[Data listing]
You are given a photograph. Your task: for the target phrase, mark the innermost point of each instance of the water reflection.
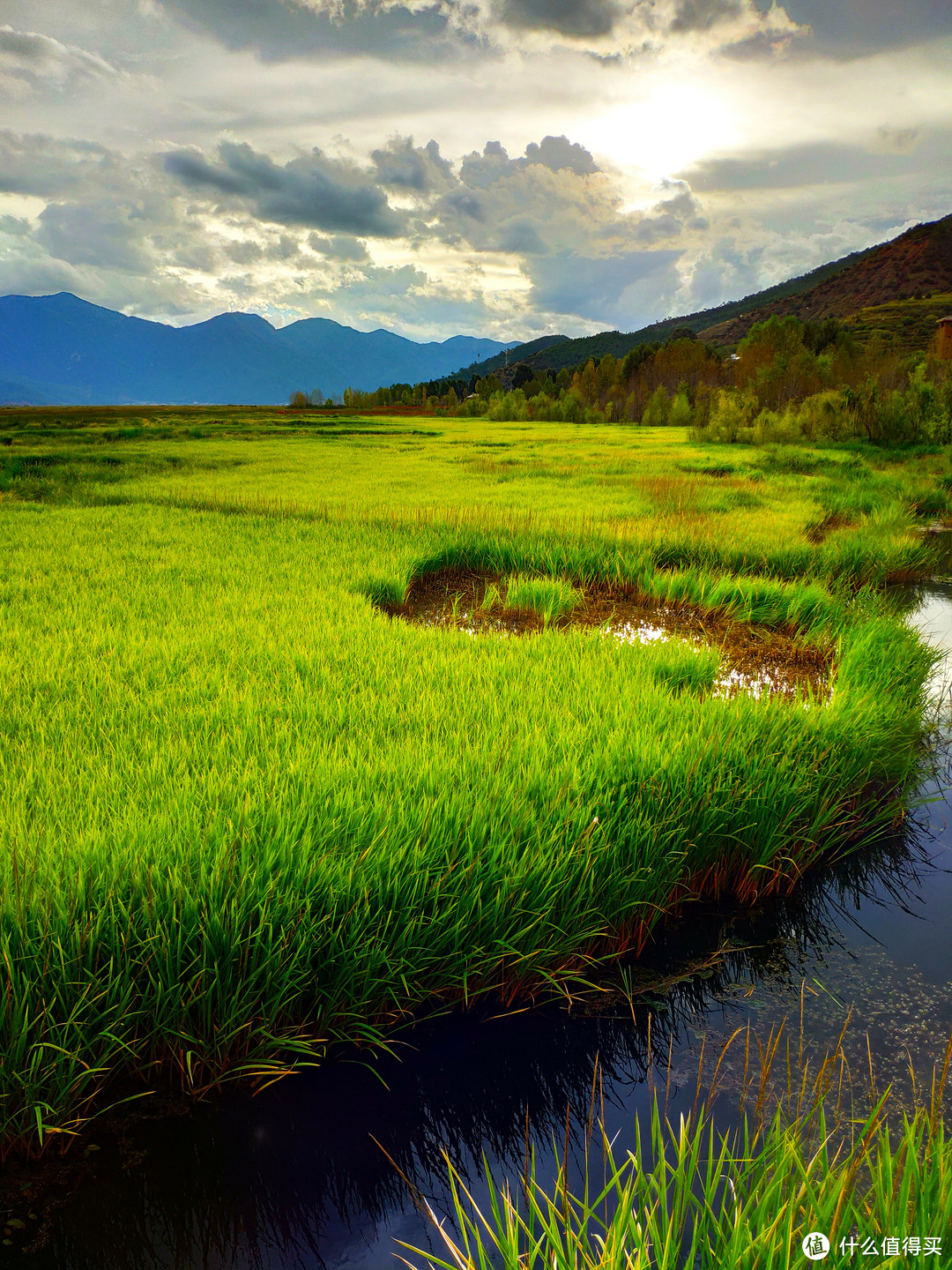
(317, 1169)
(753, 660)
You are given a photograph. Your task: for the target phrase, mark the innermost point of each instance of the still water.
(311, 1172)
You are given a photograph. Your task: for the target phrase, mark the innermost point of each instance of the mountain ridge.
(913, 263)
(61, 349)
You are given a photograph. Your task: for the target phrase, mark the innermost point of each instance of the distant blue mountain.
(63, 351)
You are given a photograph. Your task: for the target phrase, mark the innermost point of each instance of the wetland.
(273, 811)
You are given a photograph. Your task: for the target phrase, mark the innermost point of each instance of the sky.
(499, 168)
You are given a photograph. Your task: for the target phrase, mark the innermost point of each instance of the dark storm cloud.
(565, 17)
(412, 32)
(703, 14)
(419, 168)
(279, 31)
(312, 190)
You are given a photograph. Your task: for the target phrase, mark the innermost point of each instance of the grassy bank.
(245, 813)
(810, 1146)
(691, 1197)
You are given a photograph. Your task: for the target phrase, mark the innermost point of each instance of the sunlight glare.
(674, 126)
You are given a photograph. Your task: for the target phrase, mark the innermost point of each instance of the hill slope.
(911, 267)
(917, 263)
(65, 351)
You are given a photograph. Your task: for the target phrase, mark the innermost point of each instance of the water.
(317, 1169)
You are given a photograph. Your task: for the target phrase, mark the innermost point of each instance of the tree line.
(788, 380)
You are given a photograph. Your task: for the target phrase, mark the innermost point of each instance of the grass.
(801, 1157)
(695, 1199)
(245, 814)
(548, 597)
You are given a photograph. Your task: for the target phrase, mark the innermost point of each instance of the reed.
(244, 814)
(691, 1195)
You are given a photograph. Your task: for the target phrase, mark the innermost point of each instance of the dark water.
(311, 1172)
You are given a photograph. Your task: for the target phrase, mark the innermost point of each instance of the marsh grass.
(802, 1156)
(244, 814)
(553, 598)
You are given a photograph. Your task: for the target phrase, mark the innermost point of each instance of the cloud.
(282, 31)
(98, 234)
(890, 153)
(559, 153)
(342, 247)
(14, 227)
(704, 14)
(311, 190)
(48, 167)
(565, 17)
(430, 29)
(853, 28)
(404, 165)
(28, 58)
(632, 288)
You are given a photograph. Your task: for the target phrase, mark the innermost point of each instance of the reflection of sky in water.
(725, 684)
(294, 1177)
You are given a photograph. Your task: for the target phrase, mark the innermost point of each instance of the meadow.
(247, 813)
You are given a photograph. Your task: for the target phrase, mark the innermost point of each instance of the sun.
(674, 126)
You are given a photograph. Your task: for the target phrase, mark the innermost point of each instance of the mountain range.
(885, 288)
(63, 351)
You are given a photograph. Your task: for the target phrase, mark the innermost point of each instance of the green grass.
(691, 1198)
(548, 597)
(244, 813)
(807, 1149)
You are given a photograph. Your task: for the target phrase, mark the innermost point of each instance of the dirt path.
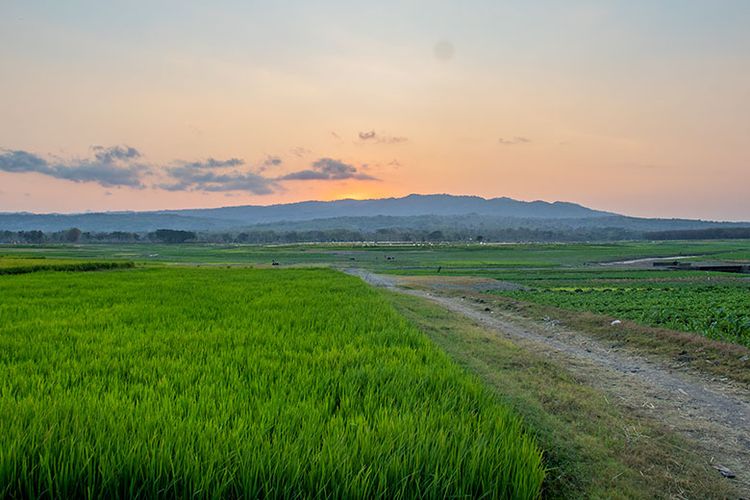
(714, 415)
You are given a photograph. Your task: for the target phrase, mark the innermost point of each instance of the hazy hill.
(411, 212)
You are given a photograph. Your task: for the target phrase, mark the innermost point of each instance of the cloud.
(299, 151)
(326, 169)
(213, 163)
(121, 166)
(513, 141)
(195, 177)
(115, 166)
(272, 161)
(375, 138)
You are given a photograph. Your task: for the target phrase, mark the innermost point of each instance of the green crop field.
(177, 382)
(715, 306)
(22, 265)
(416, 258)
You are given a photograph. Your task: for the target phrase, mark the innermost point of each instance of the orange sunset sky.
(636, 107)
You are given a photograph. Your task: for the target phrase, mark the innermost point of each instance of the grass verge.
(592, 449)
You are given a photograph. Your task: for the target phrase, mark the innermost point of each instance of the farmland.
(719, 310)
(238, 382)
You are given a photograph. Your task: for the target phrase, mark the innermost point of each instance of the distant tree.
(436, 236)
(31, 236)
(172, 236)
(72, 235)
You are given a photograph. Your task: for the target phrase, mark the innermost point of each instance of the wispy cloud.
(328, 169)
(122, 166)
(216, 175)
(115, 166)
(374, 137)
(214, 163)
(513, 140)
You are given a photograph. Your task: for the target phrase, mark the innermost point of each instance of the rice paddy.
(239, 382)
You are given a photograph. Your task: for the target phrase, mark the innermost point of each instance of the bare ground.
(713, 415)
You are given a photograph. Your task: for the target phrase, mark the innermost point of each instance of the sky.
(640, 107)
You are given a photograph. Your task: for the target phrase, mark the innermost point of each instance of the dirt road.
(712, 414)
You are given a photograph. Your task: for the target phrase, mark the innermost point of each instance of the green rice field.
(198, 382)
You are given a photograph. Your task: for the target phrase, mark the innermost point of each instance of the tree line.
(269, 236)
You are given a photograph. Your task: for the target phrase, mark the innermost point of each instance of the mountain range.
(413, 211)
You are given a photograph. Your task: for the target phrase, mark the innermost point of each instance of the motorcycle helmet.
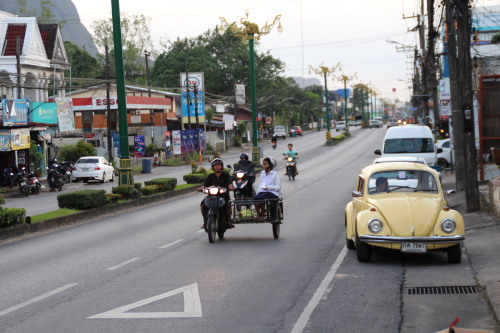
(216, 161)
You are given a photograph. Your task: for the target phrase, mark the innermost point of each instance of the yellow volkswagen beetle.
(401, 206)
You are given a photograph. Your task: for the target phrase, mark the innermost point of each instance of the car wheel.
(454, 254)
(363, 251)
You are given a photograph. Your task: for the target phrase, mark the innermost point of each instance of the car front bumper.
(399, 240)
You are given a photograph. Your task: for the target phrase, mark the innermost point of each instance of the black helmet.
(217, 161)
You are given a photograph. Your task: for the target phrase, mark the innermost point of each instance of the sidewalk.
(482, 241)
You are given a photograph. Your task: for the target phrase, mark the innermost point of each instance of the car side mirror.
(356, 194)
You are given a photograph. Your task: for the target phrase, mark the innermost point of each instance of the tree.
(136, 38)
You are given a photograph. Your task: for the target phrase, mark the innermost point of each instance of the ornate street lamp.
(326, 71)
(250, 31)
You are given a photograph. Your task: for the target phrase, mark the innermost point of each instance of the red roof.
(13, 31)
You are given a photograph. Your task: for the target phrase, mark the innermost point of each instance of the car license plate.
(414, 247)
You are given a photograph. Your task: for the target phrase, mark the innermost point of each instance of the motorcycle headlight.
(375, 226)
(448, 225)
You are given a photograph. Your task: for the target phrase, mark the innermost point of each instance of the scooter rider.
(247, 166)
(291, 153)
(221, 179)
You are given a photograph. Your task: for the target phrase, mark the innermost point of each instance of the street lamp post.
(250, 31)
(126, 176)
(326, 71)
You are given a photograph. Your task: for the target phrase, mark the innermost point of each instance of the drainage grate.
(447, 290)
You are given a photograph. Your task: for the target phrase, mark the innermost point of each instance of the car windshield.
(87, 160)
(416, 145)
(402, 181)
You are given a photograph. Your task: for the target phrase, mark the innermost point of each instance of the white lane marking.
(313, 303)
(170, 244)
(36, 299)
(192, 306)
(122, 264)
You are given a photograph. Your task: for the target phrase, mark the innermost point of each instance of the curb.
(22, 229)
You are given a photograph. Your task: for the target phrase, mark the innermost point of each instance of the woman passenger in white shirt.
(270, 185)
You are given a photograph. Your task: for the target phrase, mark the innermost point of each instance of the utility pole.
(18, 66)
(458, 28)
(108, 108)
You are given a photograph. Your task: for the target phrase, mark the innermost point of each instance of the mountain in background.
(63, 10)
(306, 82)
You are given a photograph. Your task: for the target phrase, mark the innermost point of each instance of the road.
(153, 270)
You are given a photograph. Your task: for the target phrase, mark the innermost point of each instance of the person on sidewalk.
(291, 153)
(270, 185)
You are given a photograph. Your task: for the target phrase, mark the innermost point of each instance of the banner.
(45, 113)
(176, 141)
(20, 138)
(5, 140)
(139, 146)
(15, 112)
(65, 114)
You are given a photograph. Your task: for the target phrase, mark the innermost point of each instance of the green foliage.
(74, 152)
(164, 184)
(86, 199)
(124, 190)
(150, 189)
(11, 216)
(83, 65)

GIVEN INSTRUCTION:
Edit the items starting at the line that contains "person on sidewalk." and ending at the end of the items, putting "flag" in place of "banner" and leaving all else unchanged.

ANSWER TO THIS PROBLEM:
You are given a photograph. Your task: for the target phrase, mark the innermost point of each instance of the person on sidewalk.
(291, 153)
(270, 185)
You are given a photograph. Your task: for the target phrase, mark the innermost point of each instance of the flag.
(45, 113)
(176, 141)
(20, 138)
(5, 140)
(139, 146)
(15, 112)
(65, 114)
You are given a photograph. Your task: for the target phrase, mark the innermost point of each instance of the green foliage.
(74, 152)
(164, 184)
(86, 199)
(124, 190)
(150, 189)
(11, 216)
(83, 65)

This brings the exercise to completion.